───── Texto selecionado

0004467-28.2014.8.26.0100. União – emolumentos
À Exma. Sra.
Dra. Tânia Mara Ahualli,
MM. Juíza da 1ª vara de Registros Públicos de São Paulo
São Paulo.
Processo 0004467-28.2014.8.26.0100 – Protocolo 273.500 – de 20.1.2014.
Interessado: Secretaria de Patrimônio da União.
- Vide informação anterior.
- Processo 0004467-28.2014.8.26.0100 – sentença.
Emolumentos – União. Informa ao R. Juízo a prática do ato e os valores resultante do cálculo de emolumentos devidos. Princípio de legalidade – isonomia. Os emolumentos são espécie de tributo, compulsório e sua cobrança representa uma atividade vinculada. Não pode o registrador, a seu talante, conceder descontos ou isenções.
Sérgio Jacomino, 5º Oficial de Registro de Imóveis da Capital de São Paulo, vem respeitosamente prestar as seguintes informações a Vossa Excelência:
Prática do ato em obediência à liminar concedida
Em 19 de maio de 2014 procedemos à abertura da Matrícula 91.890 (com origem na Transcrição 69.501) lavrando o R.2 de concessão de direito real de uso resolúvel em favor da Unificação de Lutas de Cortiços – tudo independentemente de pagamento dos emolumentos que reputamos devidos. Segue reprodução da matrícula expedida em forma de certidão.
Cálculo de emolumentos
Na mesma data procedemos ao cálculo dos emolumentos devidos pela prática do ato de registro, considerando como base de cálculo o valor de referência lançado pela municipalidade – R$ 12.521.435,00.

──────────
───── Registros armazenados

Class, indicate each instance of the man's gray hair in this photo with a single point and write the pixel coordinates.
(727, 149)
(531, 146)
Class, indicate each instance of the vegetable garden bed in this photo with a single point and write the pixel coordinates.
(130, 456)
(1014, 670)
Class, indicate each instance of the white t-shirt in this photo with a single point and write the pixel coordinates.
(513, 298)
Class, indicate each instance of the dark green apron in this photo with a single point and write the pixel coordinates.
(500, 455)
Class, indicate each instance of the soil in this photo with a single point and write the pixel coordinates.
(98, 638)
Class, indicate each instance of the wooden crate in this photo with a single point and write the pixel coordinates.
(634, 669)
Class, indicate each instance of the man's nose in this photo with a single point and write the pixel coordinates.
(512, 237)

──────────

> **Enunciado da tarefa**
Reproduza, sem nenhuma alteração, o trecho do texto sobre emolumentos situado entre "0004467-28.2014.8.26.0100. União –" e "273.500 – de 20.1.2014.", incluindo esses dois limites.

> **Resolução**
0004467-28.2014.8.26.0100. União – emolumentos
À Exma. Sra.
Dra. Tânia Mara Ahualli,
MM. Juíza da 1ª vara de Registros Públicos de São Paulo
São Paulo.
Processo 0004467-28.2014.8.26.0100 – Protocolo 273.500 – de 20.1.2014.